* Records from a dataset:
▬▬▬▬▬▬▬▬▬▬
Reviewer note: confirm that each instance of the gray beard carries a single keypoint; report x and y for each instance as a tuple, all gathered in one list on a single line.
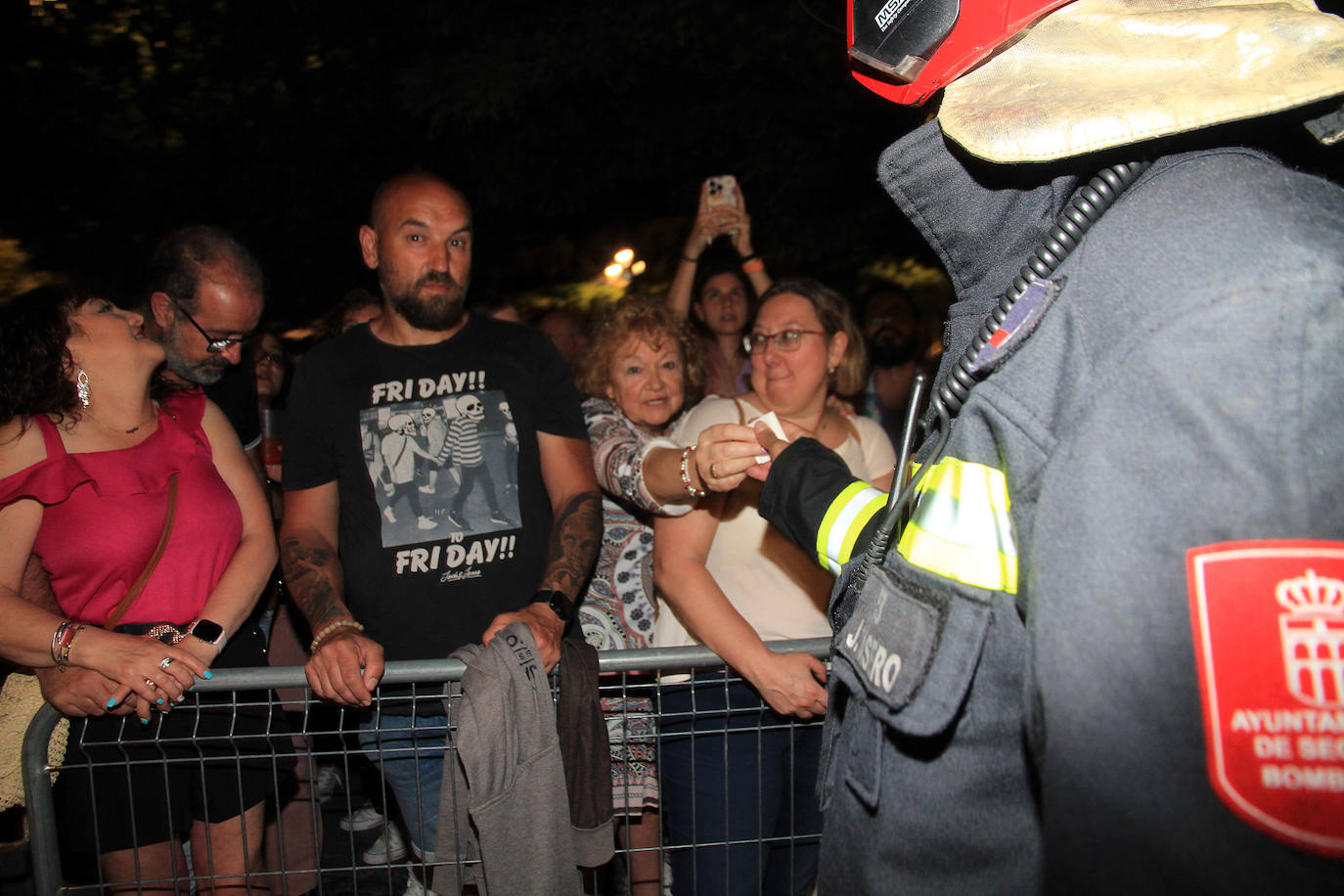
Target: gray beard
[(204, 373)]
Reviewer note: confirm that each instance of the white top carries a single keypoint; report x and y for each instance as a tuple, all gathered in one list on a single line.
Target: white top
[(777, 587)]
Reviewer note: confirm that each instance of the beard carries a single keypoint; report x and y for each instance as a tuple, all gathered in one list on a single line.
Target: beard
[(887, 348), (207, 371), (435, 313)]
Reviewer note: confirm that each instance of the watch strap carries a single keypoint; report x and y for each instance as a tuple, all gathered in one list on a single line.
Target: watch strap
[(208, 632), (557, 601)]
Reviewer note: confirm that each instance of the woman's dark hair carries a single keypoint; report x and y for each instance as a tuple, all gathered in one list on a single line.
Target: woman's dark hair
[(36, 373), (714, 262)]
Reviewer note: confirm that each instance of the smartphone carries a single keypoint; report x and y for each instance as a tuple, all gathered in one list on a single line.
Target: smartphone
[(721, 191)]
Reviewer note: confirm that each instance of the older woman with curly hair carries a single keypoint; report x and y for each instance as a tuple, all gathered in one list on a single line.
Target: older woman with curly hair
[(640, 371), (150, 520)]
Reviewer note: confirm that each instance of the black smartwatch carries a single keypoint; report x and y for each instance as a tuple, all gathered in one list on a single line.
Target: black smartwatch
[(208, 632), (562, 606)]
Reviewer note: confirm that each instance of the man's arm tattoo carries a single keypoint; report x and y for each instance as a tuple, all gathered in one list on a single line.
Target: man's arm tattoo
[(308, 575), (575, 535)]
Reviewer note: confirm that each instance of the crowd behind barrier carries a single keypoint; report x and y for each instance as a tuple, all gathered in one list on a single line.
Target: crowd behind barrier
[(328, 734)]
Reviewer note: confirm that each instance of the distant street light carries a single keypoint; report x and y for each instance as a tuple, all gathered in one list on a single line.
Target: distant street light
[(622, 267)]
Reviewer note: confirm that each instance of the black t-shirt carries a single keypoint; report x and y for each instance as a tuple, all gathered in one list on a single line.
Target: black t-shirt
[(444, 516), (236, 394)]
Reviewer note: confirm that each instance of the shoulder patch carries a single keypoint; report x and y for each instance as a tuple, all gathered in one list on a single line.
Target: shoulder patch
[(1268, 619), (1019, 324)]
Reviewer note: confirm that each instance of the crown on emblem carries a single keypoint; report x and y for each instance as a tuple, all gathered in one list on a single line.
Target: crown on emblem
[(1311, 594)]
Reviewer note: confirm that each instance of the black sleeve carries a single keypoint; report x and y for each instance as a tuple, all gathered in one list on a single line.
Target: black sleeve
[(804, 482)]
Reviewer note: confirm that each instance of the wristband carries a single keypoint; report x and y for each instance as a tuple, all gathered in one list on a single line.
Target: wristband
[(334, 626), (560, 605), (686, 477), (62, 640)]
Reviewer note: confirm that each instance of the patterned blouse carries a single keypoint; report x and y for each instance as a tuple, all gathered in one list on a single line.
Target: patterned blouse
[(617, 611)]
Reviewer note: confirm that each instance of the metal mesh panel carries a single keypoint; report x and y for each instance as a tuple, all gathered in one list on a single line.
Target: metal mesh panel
[(333, 825)]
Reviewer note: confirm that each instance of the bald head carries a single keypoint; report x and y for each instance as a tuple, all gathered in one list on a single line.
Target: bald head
[(412, 180), (420, 242)]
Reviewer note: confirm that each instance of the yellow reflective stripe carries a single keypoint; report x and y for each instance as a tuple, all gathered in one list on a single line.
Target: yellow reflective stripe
[(844, 520), (962, 529), (972, 565)]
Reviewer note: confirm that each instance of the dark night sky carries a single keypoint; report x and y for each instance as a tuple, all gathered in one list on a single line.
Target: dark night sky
[(573, 128)]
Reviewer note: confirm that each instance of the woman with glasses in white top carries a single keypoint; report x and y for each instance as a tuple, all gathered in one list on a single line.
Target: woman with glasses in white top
[(734, 583)]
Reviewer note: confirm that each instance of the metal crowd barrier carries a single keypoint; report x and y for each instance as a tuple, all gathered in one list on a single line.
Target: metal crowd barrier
[(326, 737)]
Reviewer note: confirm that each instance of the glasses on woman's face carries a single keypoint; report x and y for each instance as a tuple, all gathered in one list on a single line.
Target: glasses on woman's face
[(784, 340)]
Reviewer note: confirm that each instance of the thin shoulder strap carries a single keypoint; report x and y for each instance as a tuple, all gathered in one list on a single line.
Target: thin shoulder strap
[(50, 437), (119, 610)]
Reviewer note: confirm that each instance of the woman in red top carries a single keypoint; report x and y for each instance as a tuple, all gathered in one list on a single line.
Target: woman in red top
[(89, 467)]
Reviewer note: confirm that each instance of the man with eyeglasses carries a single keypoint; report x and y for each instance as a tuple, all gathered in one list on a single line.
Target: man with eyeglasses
[(205, 294), (204, 298)]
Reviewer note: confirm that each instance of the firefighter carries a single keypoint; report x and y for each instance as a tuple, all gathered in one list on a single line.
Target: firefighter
[(1103, 649)]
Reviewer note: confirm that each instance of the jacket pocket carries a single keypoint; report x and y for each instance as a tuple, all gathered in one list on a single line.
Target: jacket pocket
[(910, 650)]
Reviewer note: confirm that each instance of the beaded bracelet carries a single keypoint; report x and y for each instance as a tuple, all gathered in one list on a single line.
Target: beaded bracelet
[(338, 623), (58, 640), (686, 477), (61, 643), (68, 643)]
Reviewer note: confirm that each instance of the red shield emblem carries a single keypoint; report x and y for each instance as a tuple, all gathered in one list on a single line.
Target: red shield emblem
[(1269, 645)]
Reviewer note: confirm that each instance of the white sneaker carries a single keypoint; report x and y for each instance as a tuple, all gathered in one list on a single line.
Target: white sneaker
[(416, 888), (328, 782), (363, 819), (387, 849)]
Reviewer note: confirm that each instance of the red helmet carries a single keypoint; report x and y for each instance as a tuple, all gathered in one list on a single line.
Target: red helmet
[(905, 50)]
▬▬▬▬▬▬▬▬▬▬
* What is required: Rename "Reviewer note" to "Checker note" everywhere in the data above and write it out again with nothing else changed. Leave the pictures out.

* Response for this exercise:
Checker note: confirm that each instance of the gray beard carries a single keypoint; report x and y for each instance as a tuple, all gathered in one list on a single line.
Target: gray beard
[(204, 373)]
Checker note: confirm that each instance of the white top carries a single keypoint; report x and y for each instance as a tuple, all gathered in one list on a single line.
Target: white top
[(777, 587)]
Checker note: confirm that each instance of the beard carries a single keypoint; report x and y for each instance as a tuple, all gathered in one list on a single line.
Target: beard
[(887, 348), (207, 371), (435, 313)]
Checker note: confirm that each instance of the watch strap carries a single keypoint; report x and y for each instance as a tuple, all gathered in one list on a single line.
Target: watch strap
[(208, 632), (557, 601)]
Checker note: confirm that each instance of the woman's dark hair carries a single keypoint; report x and y for each instance as a tuple, all gathered in one list on a single line.
Target: woman's dark hair
[(36, 373), (714, 262)]
Checker note: confirm that each instance of the smartphone carries a single keypoint; report x and y for each instance as a tuple, all gathered in one list on a single line.
Target: smartphone
[(721, 191)]
Checker note: confirm that each instance of the older woman with curly hair carries a single keypoint; report x and y for each instance as a tuple, all gathered in one list on a single line.
Target: older woman with curly hair
[(640, 371), (150, 520)]
Checker note: confirm that each instance of the black smartwatch carries a single keypoint; report x and y for each instance as a tuple, all gathered in one list on a single line.
Target: black smartwatch
[(208, 632), (562, 606)]
Checker note: confirm that each instance of the man's arm tattoo carries a single keypoint; report x and y for each instance as a tuple, all gathered in one list on a single line.
Target: man's arm tattoo
[(308, 575), (575, 535)]
Checker note: confirm that each instance of the crowd behind barrier carries a single keypoint; report x and y for each instance as a tuple, all gathered in one list on a single line.
Target: crowd behind barrier
[(328, 734)]
Checker note: confirm that each instance of the distant street light carries a single keypoint; report x and y for each instance as a tuple, all gathered in one list on a single line.
Target: distant street light
[(622, 267)]
Checker note: confirm that each instance of the black t-shirt carries a single keypoint; report x and y for each instance as a tuple, all gathered in one list on a single line.
Target: black t-shirt
[(444, 516), (236, 394)]
Checker note: confirm that each instance of the shoulder patch carries a single keypoint; report x and y for each instance as a tuple, all gathered in one list on a single line.
Target: shoulder patch
[(1268, 619), (1019, 324)]
Checker note: confirm that each instance of the crown on emblem carries a single keypoint; report x and y for each instance as a tuple, all gathered in one list on a single line.
Target: crown on emblem
[(1311, 594)]
Checker note: confirm that each instance of the black sleeve carries a single keypoint; report x and y for each instance as a tuple, all gathered in one list on a single line.
Target: black sleeve
[(804, 482)]
Checker note: confirm that each instance of the wristband carries a single keypoint; report x and y for each instance as a tuple, all gathered in one list on a single line.
Target: wristband
[(334, 626), (560, 605), (686, 477), (62, 640)]
Checker note: confirm that each instance of the patterned blouse carries a single keypoint; report x and y for each instance as a tuple, all gathered in one list on a single line.
Target: patterned blouse
[(617, 611)]
Checker note: confirm that each instance of the metal mesh panel carries a single keypoint; report x and y for each instance as a tuple, all gathered in one list on a single line.
Target: metal mesh panel
[(333, 825)]
Checker note: confirm that each instance of the bald head carries a single keypoint; report x and y for each instance as a tuple, all gathered in one list on a single line.
Target: bald head
[(412, 180), (420, 242)]
Checker note: confirm that each instance of the yellow reflective stripe carries a single keypoint; report x and y for each instance as a tuple, all gathered in one list on a single line.
Target: yellow reflective stripe
[(844, 520), (962, 529), (972, 565)]
Checker note: confirm that each instance of the dark night sky carries a single keypoint; report x and y for each instance as a tuple, all gathered in one list on a single line.
Target: dark night sky
[(573, 128)]
Checker note: confirm that each instance of the woman with glasses in white top carries a single keypoint; report x and y for each instance as a tuple, all gathered in one list on a single line.
Target: woman with glasses in white top
[(734, 583)]
Checker note: confirm that each instance of the metal crowd barrier carries a single keypoint; report x and y for each instance as a tuple, all gathered in one list on a single line.
Target: metal crowd barrier
[(326, 737)]
Checker note: confirm that each instance of the glasses on woman's face carries a single keypoint; report x and y for each instance as a tuple, all gathered in one list on a single line.
Target: glasses on woman's face
[(784, 340)]
Checker note: confirm that each instance of the thin shoulder strap carries a single keypoint; report x and y for each instance as a tuple, all gathered in one list on a single line.
Target: thin shoulder strap
[(50, 437), (119, 610)]
Checker note: confirm that each instance of the woman in red top carries a single keypoint; report x and y for each instance as a tuple, all gathered in one list on a single line.
Target: woman in red top
[(89, 467)]
Checker note: confirm that each instance of the man with eyeglasses carries a single keypoint; report x and y for each instance as a tuple, all gathered in one list on a single line.
Target: man with eyeglasses
[(205, 294), (204, 298)]
Checker note: confirm that each instance of the firefighter carries a single keypoint; report x and y for each instance as a tuple, all gathered in one list on a single line.
Target: firefighter
[(1103, 649)]
Checker note: confirm that each instance of the jacket pocket carries a single keypoint; report x and y for each instance as a tuple, all gathered in one list on a single line.
Target: jacket pocket
[(910, 650)]
Checker note: confirm that each instance of the beaded bracelet carries a single keypoint; report x and y for each instance as a tuple, all gathered in one list on a single line.
Target: beaded bracelet
[(338, 623), (58, 640), (686, 477), (61, 643), (68, 643)]
Checker note: confirm that each instance of the red shield emblem carries a single keypoint; report x and y for each instance as a tuple, all gathered in one list on a single line.
Target: red shield emblem
[(1269, 645)]
Checker note: confirm that each instance of the white sneaker carries a single keypoint; report x and y for each instance as a tuple, all gathered in one list on a single line.
Target: white sneaker
[(416, 888), (328, 782), (363, 819), (387, 849)]
Checker note: confirm that each instance of the red helmet carries a single keypoint; report x and y for each instance as a tuple, all gathered in one list on a single line.
Target: red helmet
[(905, 50)]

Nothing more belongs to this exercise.